* _Textabschnitt_
______

Das Evangelium der Liturgie dieses zweiten Fastensonntags erzählt von der Verklärung Jesu (vgl. Lk 9,28-36). Während er auf einem hohen Berg betet, verändert sich sein Aussehen, sein Gewand wird weiß und strahlend, und im Licht seiner Herrlichkeit erscheinen Mose und Elija, die mit ihm über sein Pascha sprechen, das ihn in Jerusalem erwartet, das heißt über sein Leiden, seinen Tod und seine Auferstehung.

Zeugen dieses außergewöhnlichen Ereignisses sind die Apostel Petrus, Johannes und Jakobus, die mit Jesus auf den Berg gestiegen waren. Wir stellen uns vor, wie sie mit weit aufgerissenen Augen diesem einzigartigen Schauspiel beiwohnen. Und so wird es sicher auch gewesen sein. Der Evangelist Lukas stellt aber fest, dass »Petrus und seine Begleiter eingeschlafen waren« und dass sie, als sie erwachten, die Herrlichkeit Jesu sahen (vgl. V. 32). Der Schlaf der drei Jünger erscheint wie ein Missklang. Die Apostel sollten dann auch in Getsemani einschlafen, während des angsterfüllten Gebetes Jesu, der sie aufgefordert hatte zu wachen (vgl. Mk 14,37-41). Diese Schläfrigkeit in so wichtigen Momenten ist verblüffend.

______

* _Material_
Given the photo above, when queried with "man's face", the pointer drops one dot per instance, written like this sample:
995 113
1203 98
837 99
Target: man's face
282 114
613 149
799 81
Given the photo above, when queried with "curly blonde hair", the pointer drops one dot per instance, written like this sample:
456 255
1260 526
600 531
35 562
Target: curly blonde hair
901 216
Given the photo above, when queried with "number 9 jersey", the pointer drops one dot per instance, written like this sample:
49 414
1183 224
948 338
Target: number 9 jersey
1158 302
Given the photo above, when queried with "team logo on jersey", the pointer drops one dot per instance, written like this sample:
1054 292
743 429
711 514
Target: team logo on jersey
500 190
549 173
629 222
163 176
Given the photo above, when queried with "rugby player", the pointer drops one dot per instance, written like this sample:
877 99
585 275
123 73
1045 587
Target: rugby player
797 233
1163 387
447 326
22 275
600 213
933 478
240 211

______

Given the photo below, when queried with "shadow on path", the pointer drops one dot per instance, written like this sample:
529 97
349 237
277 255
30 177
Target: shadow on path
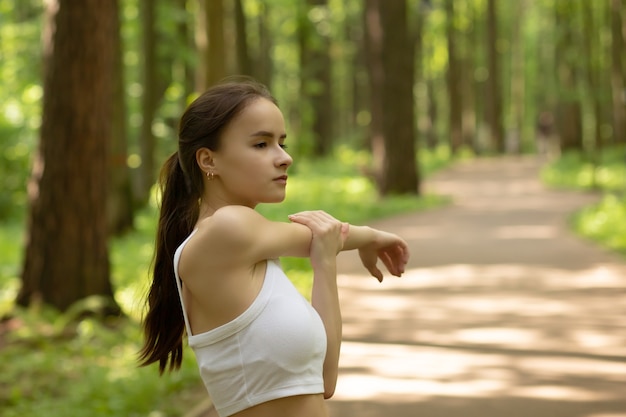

______

* _Anweisung A_
Welche Apostel werden im Textabschnitt als Zeugen der Verklärung Jesu genannt?
* _Anweisung B_
Bearbeite den Textabschnitt von „Zeugen dieses außergewöhnlichen“ bis „Momenten ist verblüffend.“ und ersetze dabei „Missklang“ durch „Widerspruch“.
* _Anweisung C_
Nenne alle Personen, die im Textabschnitt mit ihrem Namen erwähnt werden.
Die Datensätze spielen hierfür keine Rolle.

* _Endergebnis A_
Petrus, Johannes und Jakobus.

* _Endergebnis B_
Zeugen dieses außergewöhnlichen Ereignisses sind die Apostel Petrus, Johannes und Jakobus, die mit Jesus auf den Berg gestiegen waren. Wir stellen uns vor, wie sie mit weit aufgerissenen Augen diesem einzigartigen Schauspiel beiwohnen. Und so wird es sicher auch gewesen sein. Der Evangelist Lukas stellt aber fest, dass »Petrus und seine Begleiter eingeschlafen waren« und dass sie, als sie erwachten, die Herrlichkeit Jesu sahen (vgl. V. 32). Der Schlaf der drei Jünger erscheint wie ein Widerspruch. Die Apostel sollten dann auch in Getsemani einschlafen, während des angsterfüllten Gebetes Jesu, der sie aufgefordert hatte zu wachen (vgl. Mk 14,37-41). Diese Schläfrigkeit in so wichtigen Momenten ist verblüffend.

* _Endergebnis C_
Jesus, Mose, Elija, Petrus, Johannes, Jakobus, Lukas